### Written problem
Leave out every picture, and output exactly the lines from the line containing "Category: bark texture on stem" through the last line of the data.

────────────────────────────────────────

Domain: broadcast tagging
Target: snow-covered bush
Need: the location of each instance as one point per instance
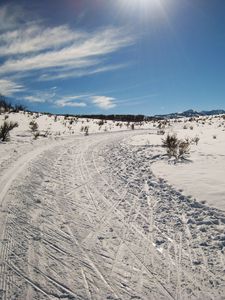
(5, 129)
(176, 147)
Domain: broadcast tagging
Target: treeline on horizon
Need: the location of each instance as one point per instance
(6, 106)
(120, 118)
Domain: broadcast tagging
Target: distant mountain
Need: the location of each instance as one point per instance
(192, 113)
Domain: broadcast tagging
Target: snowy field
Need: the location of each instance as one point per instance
(107, 215)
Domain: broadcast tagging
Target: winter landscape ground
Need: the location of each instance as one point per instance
(102, 212)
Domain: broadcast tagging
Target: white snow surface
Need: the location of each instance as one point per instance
(103, 216)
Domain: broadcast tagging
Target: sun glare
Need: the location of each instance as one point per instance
(143, 7)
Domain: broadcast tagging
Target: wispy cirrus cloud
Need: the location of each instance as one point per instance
(9, 87)
(57, 51)
(79, 72)
(85, 53)
(83, 100)
(33, 51)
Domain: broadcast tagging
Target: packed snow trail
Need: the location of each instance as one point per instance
(87, 219)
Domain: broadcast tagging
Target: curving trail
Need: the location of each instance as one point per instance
(86, 219)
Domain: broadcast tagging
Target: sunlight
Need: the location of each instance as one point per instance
(144, 8)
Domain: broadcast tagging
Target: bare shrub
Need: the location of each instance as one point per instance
(183, 149)
(195, 140)
(33, 126)
(5, 129)
(86, 130)
(36, 134)
(175, 147)
(171, 144)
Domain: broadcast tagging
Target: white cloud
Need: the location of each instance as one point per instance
(58, 49)
(41, 97)
(35, 99)
(79, 72)
(66, 103)
(35, 38)
(11, 16)
(8, 87)
(103, 102)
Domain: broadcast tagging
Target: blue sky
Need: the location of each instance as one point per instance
(113, 56)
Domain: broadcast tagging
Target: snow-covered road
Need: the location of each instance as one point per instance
(85, 218)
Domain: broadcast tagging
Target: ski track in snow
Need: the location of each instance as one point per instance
(87, 219)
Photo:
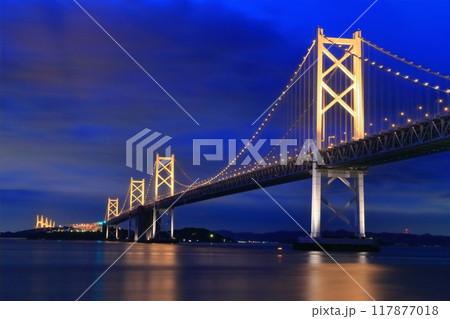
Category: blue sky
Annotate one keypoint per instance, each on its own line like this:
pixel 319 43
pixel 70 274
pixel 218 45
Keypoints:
pixel 70 98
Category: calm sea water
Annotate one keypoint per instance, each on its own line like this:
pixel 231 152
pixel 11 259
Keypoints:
pixel 62 270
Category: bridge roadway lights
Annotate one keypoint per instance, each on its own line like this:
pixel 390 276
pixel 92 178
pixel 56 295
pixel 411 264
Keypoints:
pixel 148 221
pixel 317 198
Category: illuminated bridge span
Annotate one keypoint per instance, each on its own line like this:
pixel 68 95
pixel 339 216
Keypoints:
pixel 361 104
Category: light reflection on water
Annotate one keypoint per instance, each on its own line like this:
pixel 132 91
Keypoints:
pixel 49 270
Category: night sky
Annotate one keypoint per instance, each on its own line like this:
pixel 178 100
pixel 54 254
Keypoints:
pixel 70 98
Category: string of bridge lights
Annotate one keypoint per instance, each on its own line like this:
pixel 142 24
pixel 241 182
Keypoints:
pixel 390 71
pixel 395 56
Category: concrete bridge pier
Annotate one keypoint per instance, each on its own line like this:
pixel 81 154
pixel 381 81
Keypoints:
pixel 143 225
pixel 353 179
pixel 157 216
pixel 111 232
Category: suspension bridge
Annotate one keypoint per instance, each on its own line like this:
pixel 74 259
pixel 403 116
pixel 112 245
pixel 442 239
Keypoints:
pixel 362 105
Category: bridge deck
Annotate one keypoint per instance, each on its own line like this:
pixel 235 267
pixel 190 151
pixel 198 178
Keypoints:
pixel 414 140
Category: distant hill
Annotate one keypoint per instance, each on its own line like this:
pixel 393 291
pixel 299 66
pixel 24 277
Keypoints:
pixel 203 235
pixel 385 238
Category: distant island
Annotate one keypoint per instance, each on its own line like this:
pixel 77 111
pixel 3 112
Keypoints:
pixel 202 235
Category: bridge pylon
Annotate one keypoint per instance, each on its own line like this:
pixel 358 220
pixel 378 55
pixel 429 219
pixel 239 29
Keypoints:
pixel 354 180
pixel 349 98
pixel 164 177
pixel 112 211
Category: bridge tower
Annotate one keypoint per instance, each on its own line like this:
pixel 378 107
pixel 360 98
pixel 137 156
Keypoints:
pixel 39 221
pixel 327 98
pixel 164 177
pixel 351 100
pixel 137 194
pixel 112 211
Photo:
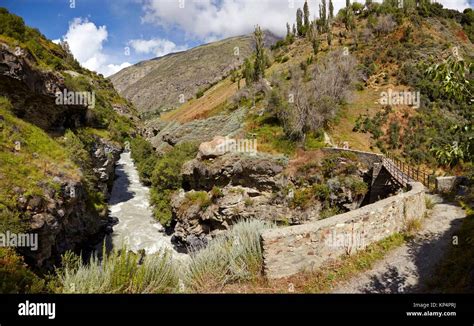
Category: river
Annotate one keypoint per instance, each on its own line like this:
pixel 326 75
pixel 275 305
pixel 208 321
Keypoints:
pixel 129 203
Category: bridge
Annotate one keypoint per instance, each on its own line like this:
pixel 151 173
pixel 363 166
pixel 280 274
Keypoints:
pixel 389 174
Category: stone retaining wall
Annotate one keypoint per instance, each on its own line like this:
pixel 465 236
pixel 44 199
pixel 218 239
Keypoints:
pixel 293 249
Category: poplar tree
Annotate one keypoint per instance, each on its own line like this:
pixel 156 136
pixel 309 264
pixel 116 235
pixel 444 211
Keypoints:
pixel 299 22
pixel 260 61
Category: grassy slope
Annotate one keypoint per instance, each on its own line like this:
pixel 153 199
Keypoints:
pixel 444 32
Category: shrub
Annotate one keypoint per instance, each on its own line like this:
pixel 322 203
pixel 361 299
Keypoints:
pixel 15 277
pixel 166 178
pixel 231 257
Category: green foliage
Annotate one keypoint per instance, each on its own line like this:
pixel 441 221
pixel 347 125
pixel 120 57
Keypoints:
pixel 145 158
pixel 216 192
pixel 15 276
pixel 166 178
pixel 232 257
pixel 260 57
pixel 121 271
pixel 199 198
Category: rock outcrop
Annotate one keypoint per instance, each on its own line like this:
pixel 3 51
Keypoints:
pixel 221 187
pixel 32 92
pixel 262 172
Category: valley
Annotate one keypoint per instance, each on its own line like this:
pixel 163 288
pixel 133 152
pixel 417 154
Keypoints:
pixel 252 164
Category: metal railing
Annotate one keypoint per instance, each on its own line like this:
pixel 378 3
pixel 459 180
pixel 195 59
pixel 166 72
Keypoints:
pixel 405 173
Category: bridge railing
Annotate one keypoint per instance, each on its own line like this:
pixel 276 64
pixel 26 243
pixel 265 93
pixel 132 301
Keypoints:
pixel 405 173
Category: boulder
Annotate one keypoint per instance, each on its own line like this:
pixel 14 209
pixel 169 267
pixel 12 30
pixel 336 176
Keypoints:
pixel 216 147
pixel 262 172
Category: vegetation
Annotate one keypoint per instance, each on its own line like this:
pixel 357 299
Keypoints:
pixel 230 258
pixel 121 271
pixel 16 277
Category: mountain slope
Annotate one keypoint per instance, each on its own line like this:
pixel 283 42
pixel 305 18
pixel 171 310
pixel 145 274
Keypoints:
pixel 165 83
pixel 57 158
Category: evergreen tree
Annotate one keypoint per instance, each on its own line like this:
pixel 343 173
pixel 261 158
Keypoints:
pixel 260 61
pixel 299 22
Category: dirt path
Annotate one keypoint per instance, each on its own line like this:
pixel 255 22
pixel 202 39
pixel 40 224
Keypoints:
pixel 405 268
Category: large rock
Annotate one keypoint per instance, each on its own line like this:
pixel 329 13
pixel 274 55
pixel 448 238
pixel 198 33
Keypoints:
pixel 196 223
pixel 262 172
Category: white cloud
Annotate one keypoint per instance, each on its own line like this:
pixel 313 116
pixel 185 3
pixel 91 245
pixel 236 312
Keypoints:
pixel 159 47
pixel 85 40
pixel 210 19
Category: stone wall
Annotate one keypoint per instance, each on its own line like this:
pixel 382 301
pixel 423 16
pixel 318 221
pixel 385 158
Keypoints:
pixel 289 250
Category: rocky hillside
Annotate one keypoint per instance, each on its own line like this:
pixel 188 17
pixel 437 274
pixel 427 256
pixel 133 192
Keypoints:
pixel 57 158
pixel 322 86
pixel 165 83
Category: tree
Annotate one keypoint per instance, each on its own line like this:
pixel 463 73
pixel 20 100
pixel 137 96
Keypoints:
pixel 260 61
pixel 331 10
pixel 248 72
pixel 315 44
pixel 299 22
pixel 306 15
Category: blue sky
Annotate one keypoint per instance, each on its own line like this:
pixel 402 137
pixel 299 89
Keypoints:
pixel 107 35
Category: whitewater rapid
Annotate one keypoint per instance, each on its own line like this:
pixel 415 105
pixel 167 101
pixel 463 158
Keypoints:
pixel 129 203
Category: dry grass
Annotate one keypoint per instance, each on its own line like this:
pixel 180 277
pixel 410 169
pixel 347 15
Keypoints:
pixel 200 108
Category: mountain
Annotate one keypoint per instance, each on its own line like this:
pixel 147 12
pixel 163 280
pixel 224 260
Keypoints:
pixel 57 157
pixel 164 83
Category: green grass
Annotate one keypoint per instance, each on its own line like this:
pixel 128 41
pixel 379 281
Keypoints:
pixel 234 257
pixel 270 135
pixel 32 167
pixel 120 272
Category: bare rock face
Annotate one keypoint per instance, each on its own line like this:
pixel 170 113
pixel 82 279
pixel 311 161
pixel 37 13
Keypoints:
pixel 105 155
pixel 262 172
pixel 32 92
pixel 63 221
pixel 216 147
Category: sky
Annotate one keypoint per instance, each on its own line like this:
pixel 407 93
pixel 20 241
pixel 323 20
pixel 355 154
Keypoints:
pixel 109 35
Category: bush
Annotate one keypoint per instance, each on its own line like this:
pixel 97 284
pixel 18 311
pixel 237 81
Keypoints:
pixel 121 271
pixel 233 257
pixel 15 277
pixel 166 178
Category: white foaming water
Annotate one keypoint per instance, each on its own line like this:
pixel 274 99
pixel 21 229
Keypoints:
pixel 129 202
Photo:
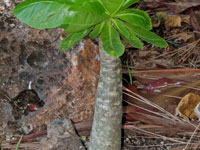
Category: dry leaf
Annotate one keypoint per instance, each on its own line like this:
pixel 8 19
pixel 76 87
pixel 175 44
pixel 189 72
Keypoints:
pixel 187 105
pixel 173 21
pixel 185 37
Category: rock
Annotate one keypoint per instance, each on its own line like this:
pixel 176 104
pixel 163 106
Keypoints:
pixel 65 80
pixel 61 135
pixel 5 108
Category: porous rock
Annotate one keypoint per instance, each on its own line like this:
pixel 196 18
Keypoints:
pixel 65 80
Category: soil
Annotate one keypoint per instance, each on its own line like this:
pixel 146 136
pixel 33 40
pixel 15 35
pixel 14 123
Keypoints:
pixel 142 130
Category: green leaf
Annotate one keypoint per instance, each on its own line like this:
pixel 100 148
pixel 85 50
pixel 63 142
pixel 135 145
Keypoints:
pixel 136 17
pixel 127 35
pixel 73 38
pixel 97 30
pixel 111 41
pixel 121 28
pixel 112 6
pixel 128 3
pixel 87 17
pixel 44 14
pixel 148 36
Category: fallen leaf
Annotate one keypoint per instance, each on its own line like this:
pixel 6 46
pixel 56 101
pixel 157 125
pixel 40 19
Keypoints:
pixel 185 36
pixel 187 105
pixel 173 21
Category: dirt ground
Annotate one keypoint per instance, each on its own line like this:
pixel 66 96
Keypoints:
pixel 158 112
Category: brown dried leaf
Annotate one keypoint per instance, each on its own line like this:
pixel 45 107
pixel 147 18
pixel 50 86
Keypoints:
pixel 173 21
pixel 187 105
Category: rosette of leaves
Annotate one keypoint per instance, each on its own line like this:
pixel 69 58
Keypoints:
pixel 108 19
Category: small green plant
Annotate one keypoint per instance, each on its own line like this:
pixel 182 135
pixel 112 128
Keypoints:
pixel 108 18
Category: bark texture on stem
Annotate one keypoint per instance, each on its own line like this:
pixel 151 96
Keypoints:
pixel 106 129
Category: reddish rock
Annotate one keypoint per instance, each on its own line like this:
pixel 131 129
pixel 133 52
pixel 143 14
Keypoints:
pixel 65 81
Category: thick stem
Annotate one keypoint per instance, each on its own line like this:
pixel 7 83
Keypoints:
pixel 106 129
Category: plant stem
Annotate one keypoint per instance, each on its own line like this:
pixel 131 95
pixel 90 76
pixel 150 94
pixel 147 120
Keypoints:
pixel 106 129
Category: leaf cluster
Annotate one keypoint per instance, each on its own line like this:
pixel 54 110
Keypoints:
pixel 109 19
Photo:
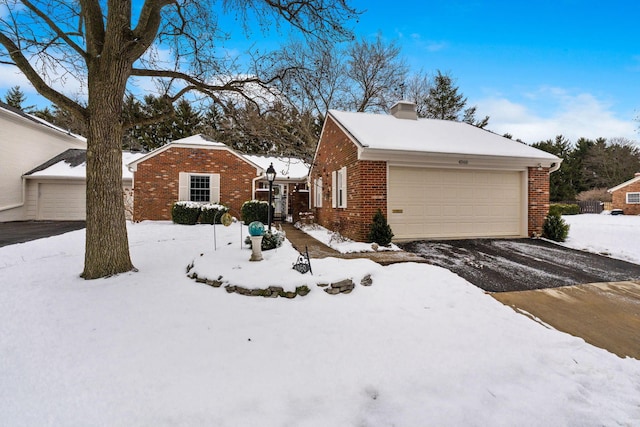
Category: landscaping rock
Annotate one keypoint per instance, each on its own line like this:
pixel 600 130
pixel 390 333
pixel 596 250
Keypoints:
pixel 366 280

────────────────────────────────────────

### Solution
Category: bark texture on stem
Annotate one keypoint per instance, each on its own line like this:
pixel 151 96
Keypoints:
pixel 106 129
Category: reddish rock
Annotate one keypoint per instance, each on its own line like this:
pixel 131 129
pixel 133 52
pixel 143 14
Keypoints:
pixel 65 81
Category: thick stem
Annotate one keypoint per instance, each on its own line like this:
pixel 7 83
Keypoints:
pixel 106 129
Category: plant stem
Annotate one keypoint per instance, each on its own line like this:
pixel 131 95
pixel 90 76
pixel 150 94
pixel 147 120
Keypoints:
pixel 106 129
Category: leaf cluster
Annotate one keypoint per instance, each on its own line like this:
pixel 54 110
Keypoints:
pixel 109 19
Photo:
Category: landscaping rock
Annotate one keypoint per instance, each on its own line like this:
pixel 600 130
pixel 390 333
pixel 596 250
Keypoints:
pixel 366 280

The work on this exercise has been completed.